◆ SET PROBLEM: Only the lines from the line holding "Objective — one marker per instance of the mirror housing" through the final line of the entries below are to be returned, exactly as they stand.

**** GIVEN INFORMATION

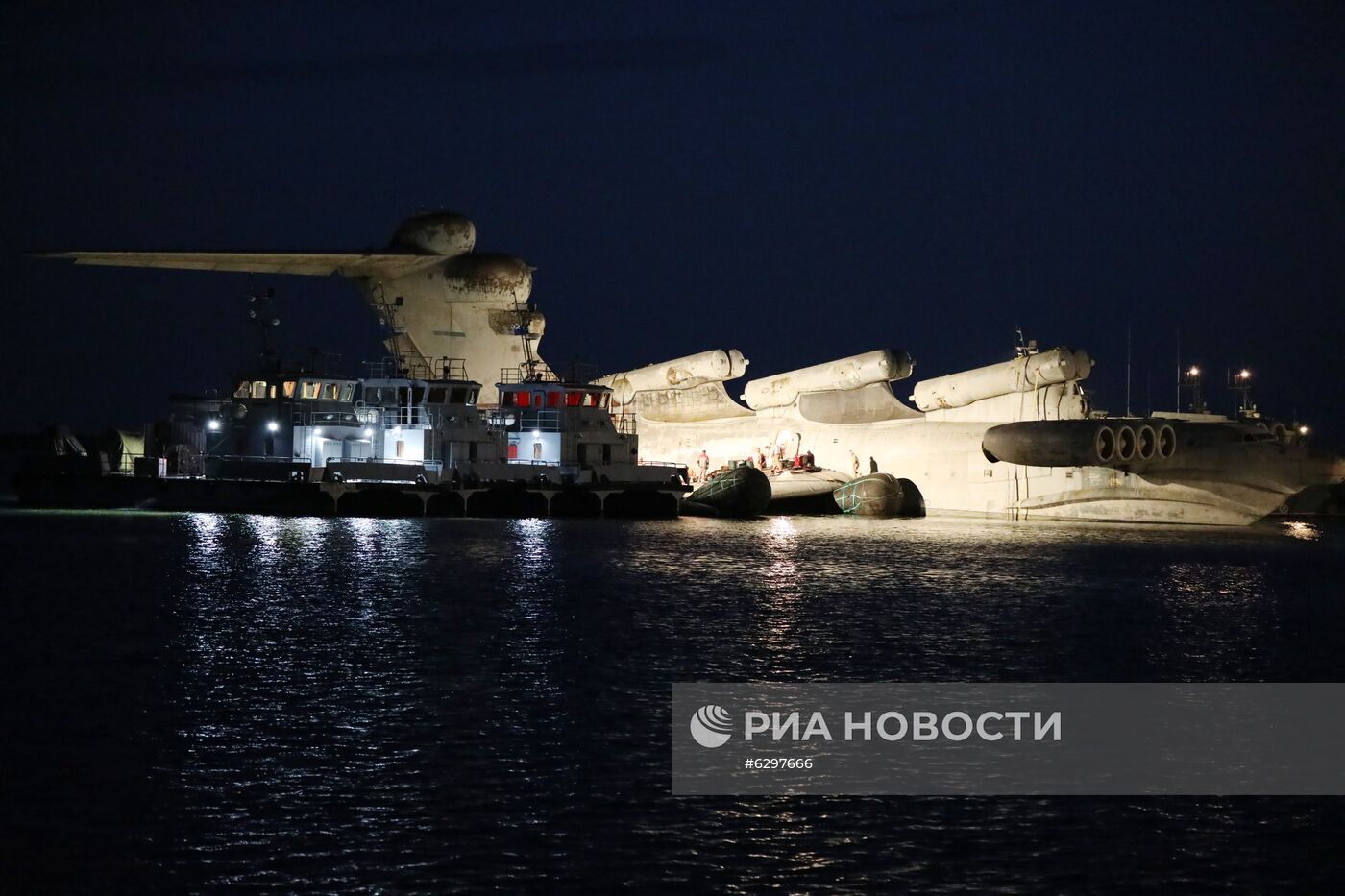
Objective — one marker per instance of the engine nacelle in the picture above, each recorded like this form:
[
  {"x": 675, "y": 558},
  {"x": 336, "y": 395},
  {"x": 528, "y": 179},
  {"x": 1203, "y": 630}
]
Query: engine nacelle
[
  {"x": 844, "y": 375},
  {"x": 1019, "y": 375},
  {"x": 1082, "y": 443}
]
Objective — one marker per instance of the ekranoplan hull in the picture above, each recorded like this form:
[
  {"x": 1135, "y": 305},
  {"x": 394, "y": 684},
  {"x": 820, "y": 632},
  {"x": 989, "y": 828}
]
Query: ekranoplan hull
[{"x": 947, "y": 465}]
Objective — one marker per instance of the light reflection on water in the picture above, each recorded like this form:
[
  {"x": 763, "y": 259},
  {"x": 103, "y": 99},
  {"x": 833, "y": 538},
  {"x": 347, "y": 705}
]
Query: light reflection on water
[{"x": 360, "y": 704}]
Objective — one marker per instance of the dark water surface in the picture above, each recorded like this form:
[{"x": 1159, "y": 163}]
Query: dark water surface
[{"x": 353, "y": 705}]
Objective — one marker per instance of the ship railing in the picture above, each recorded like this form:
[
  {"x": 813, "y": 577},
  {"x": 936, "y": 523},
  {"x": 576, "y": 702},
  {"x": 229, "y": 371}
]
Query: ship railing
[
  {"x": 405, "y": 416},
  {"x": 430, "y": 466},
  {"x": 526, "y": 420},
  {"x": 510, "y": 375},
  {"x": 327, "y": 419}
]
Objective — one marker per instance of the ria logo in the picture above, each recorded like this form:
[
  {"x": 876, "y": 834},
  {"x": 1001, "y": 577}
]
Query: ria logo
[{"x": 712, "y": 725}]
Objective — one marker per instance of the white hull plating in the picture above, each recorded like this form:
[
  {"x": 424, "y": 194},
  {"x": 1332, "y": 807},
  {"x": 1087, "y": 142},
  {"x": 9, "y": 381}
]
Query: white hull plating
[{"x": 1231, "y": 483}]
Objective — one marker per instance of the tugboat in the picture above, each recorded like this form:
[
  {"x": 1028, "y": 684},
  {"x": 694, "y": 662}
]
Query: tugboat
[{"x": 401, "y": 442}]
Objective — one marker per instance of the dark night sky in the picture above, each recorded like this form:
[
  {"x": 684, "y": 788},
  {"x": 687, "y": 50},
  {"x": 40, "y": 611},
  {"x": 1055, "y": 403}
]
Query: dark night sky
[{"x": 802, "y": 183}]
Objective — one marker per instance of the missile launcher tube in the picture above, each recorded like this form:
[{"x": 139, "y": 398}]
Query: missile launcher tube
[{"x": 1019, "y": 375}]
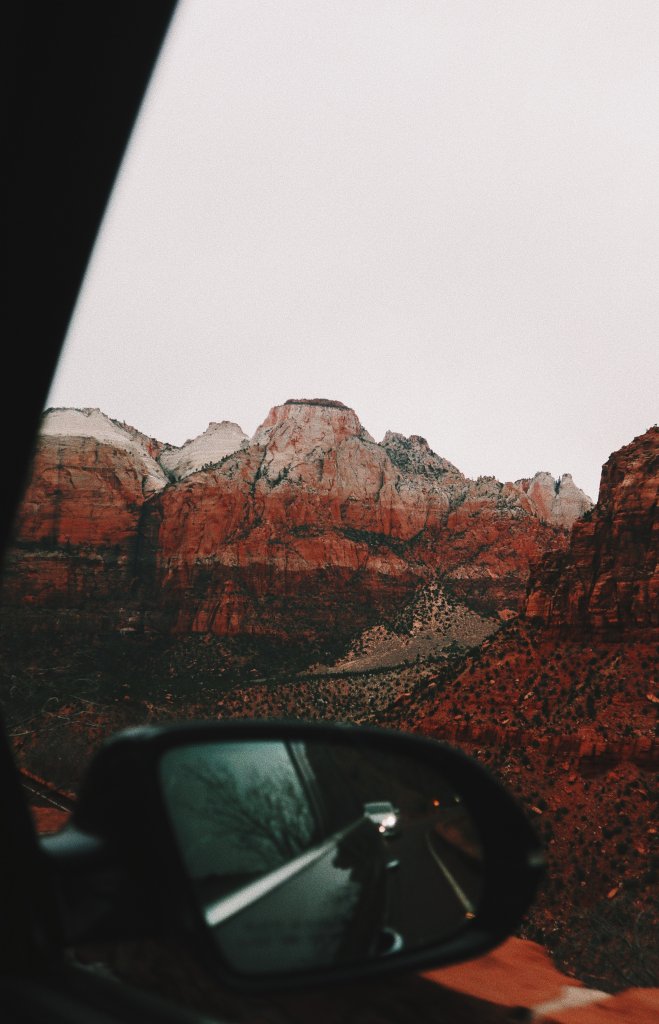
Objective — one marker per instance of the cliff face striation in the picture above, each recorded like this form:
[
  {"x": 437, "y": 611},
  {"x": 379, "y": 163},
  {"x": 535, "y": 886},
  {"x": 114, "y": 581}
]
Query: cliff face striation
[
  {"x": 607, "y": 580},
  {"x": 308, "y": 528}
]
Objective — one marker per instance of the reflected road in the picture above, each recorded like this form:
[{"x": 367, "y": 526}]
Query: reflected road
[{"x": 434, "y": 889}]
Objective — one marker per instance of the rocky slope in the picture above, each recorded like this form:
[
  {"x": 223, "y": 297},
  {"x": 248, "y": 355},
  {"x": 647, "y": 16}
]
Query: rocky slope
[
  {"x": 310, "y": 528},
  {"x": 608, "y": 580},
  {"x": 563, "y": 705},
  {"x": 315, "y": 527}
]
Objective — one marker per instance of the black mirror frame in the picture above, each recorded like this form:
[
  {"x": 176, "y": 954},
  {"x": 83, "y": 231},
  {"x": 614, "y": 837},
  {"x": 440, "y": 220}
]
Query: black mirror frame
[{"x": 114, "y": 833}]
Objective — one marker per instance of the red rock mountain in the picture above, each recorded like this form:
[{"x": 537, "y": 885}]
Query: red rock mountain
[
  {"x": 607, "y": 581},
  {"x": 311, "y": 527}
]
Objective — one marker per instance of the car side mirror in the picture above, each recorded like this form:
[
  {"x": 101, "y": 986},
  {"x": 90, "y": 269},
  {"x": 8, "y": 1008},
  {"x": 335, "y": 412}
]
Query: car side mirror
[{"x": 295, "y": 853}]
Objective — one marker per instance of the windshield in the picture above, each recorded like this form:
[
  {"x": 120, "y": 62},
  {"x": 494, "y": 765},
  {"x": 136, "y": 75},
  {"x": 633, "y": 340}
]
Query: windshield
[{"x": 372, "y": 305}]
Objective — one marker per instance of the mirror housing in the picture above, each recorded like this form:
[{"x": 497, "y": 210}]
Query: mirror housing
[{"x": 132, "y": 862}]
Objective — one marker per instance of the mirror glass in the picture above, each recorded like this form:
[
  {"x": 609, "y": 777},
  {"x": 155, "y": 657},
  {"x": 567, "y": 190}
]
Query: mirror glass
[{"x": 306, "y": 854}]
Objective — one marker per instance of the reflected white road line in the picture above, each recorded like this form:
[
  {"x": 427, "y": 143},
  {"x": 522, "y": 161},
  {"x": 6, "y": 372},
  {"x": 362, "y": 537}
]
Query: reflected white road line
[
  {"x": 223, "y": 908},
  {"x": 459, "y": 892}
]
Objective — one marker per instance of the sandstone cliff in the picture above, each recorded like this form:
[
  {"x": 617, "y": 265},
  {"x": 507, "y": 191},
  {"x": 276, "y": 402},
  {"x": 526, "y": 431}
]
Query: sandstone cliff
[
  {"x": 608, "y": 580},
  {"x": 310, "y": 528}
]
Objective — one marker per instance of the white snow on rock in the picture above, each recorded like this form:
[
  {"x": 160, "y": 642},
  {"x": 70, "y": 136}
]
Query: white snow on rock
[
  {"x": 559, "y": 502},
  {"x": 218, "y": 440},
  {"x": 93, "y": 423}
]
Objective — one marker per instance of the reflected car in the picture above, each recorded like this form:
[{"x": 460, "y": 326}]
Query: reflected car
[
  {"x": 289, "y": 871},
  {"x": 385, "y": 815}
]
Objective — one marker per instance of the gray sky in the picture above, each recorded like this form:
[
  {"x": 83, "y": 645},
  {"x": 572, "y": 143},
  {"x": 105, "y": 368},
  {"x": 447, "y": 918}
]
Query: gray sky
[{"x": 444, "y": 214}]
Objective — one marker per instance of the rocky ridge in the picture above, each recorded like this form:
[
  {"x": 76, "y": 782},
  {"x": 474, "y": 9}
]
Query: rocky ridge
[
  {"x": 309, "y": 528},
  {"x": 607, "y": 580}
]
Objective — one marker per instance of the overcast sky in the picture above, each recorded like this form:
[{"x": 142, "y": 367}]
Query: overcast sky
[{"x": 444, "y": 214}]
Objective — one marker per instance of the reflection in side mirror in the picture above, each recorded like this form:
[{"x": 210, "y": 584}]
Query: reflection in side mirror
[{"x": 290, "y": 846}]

********

◆ OUTPUT FOR THIS EXERCISE:
Objective — one marker per instance of the mirror housing in the picture above, each recorded like this form:
[{"x": 497, "y": 210}]
Query: mirror housing
[{"x": 132, "y": 862}]
Objective — one marker per instance of the mirror glass in the picture above, each recorded like this form:
[
  {"x": 609, "y": 777},
  {"x": 155, "y": 657},
  {"x": 567, "y": 190}
]
Query: mirror glass
[{"x": 306, "y": 854}]
Objective — one marker per instance of the reflected white road line in the picture above, each recorded like this form:
[
  {"x": 427, "y": 143},
  {"x": 522, "y": 161},
  {"x": 6, "y": 372},
  {"x": 362, "y": 537}
]
Query: reflected white road line
[
  {"x": 223, "y": 908},
  {"x": 459, "y": 892}
]
Objective — one marker per instance of the sandstone cliff in the picture above, each recorded like this form:
[
  {"x": 617, "y": 265},
  {"x": 507, "y": 191},
  {"x": 276, "y": 402},
  {"x": 526, "y": 431}
]
Query: sandstone cliff
[
  {"x": 608, "y": 580},
  {"x": 310, "y": 528}
]
Objective — one marker per instance of the white snow on rock in the picture above, each recorded like this form:
[
  {"x": 160, "y": 642},
  {"x": 70, "y": 136}
]
Query: white snow on rock
[
  {"x": 559, "y": 502},
  {"x": 218, "y": 440},
  {"x": 93, "y": 423}
]
Objective — one marker per instance of the reflected car in the picture above, each recorded like this form:
[{"x": 460, "y": 326}]
Query: reflected car
[
  {"x": 289, "y": 871},
  {"x": 385, "y": 815}
]
Objective — one marker per instance of the gray sky in the picture above, each recorded like this form:
[
  {"x": 83, "y": 645},
  {"x": 572, "y": 143},
  {"x": 105, "y": 368},
  {"x": 447, "y": 918}
]
Query: gray sky
[{"x": 444, "y": 214}]
Objective — one marker per instance of the rocky ridge in the picture above, each recorded like this form:
[
  {"x": 76, "y": 782},
  {"x": 474, "y": 9}
]
Query: rocky ridge
[
  {"x": 309, "y": 528},
  {"x": 607, "y": 580}
]
Objective — one marker per instance of the overcast sky in the picture above, each recorded like this form:
[{"x": 142, "y": 367}]
Query: overcast sky
[{"x": 444, "y": 214}]
Objective — one marker per instance of the reflection in side mirror in the picture above, each recorded like this form:
[{"x": 210, "y": 584}]
Query: reflection in side mirror
[{"x": 290, "y": 846}]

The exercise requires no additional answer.